Document text —
--- START ---
Back in Cambridge, I have a follow-up studio visit with MIT theoretical mathematician and CLE Moore Instructor Enno Lenzmann to discuss collaborating on a sound piece to express the formal voice of the Sculpture flottante based on the sculpture's curves.
Katharine and I meet with MIT Building Engineering and Sustainable Technologies Professor John Ochsendorf in the Architecture Department to review our research on the Rammed Earth Sculpture Garden in Baastad and Harplinge. With Professor Ochsendorf's guidance, Katharine uses the moment equation to assess the stresses on the proposed armature for the sculpture.
We catch Professor Zahn up on our meeting with the mag lev company Crealev in Eindhoven. We agree the next step is to make a prototype of our Floating Sculpture.
MIT Materials Science Professor Michael Rubner advises us on possible plastics and films for our proposed sculpture. He recommends we contact his colleague Eric Baer at Case Western University. At Professor Rubner's suggestion, we also contact 3M.
--- END ---
Aim of the task —
Resume the account of the sculpture project meetings above, starting after its final sentence.

Information —
--- START ---
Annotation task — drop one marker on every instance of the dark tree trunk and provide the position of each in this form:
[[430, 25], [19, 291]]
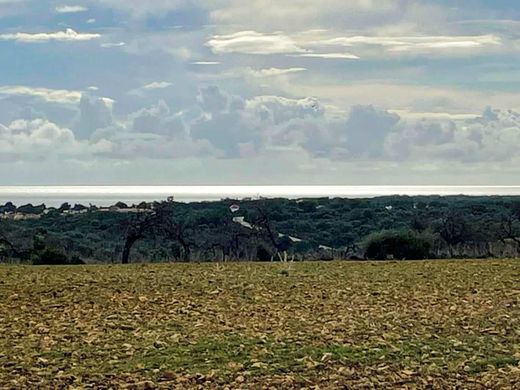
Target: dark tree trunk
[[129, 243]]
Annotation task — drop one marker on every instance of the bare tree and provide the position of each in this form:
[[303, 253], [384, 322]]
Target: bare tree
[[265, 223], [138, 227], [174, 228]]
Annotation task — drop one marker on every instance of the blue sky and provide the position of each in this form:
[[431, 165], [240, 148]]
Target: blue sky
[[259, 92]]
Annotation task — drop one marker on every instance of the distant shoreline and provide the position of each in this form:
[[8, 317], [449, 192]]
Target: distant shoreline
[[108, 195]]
--- END ---
--- START ---
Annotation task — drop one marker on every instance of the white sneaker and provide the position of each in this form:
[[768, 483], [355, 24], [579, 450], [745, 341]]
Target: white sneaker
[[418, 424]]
--- END ---
Result of the task —
Meanwhile, Katharine visits again with Charles Marshall, evolutionary biologist at Harvard, to update him on our proposed gallery installation for our Floating Sculpture. And I meet again with Brain and Cognition post-doc Micah Kimo Johnson to continue our conversation on the idea of the copy and the technical challenges of composing a sound score based on the dynamic curves of the Sculpture flottante.
We make plans to meet with MIT philosopher Professor Lee Perlman, who co-taught with physicist Professor Troutman, the spring term course, "A Philosophical History of Energy." We will also meet with Neuroscience Professor Gerald Schneider to discuss animal behavior.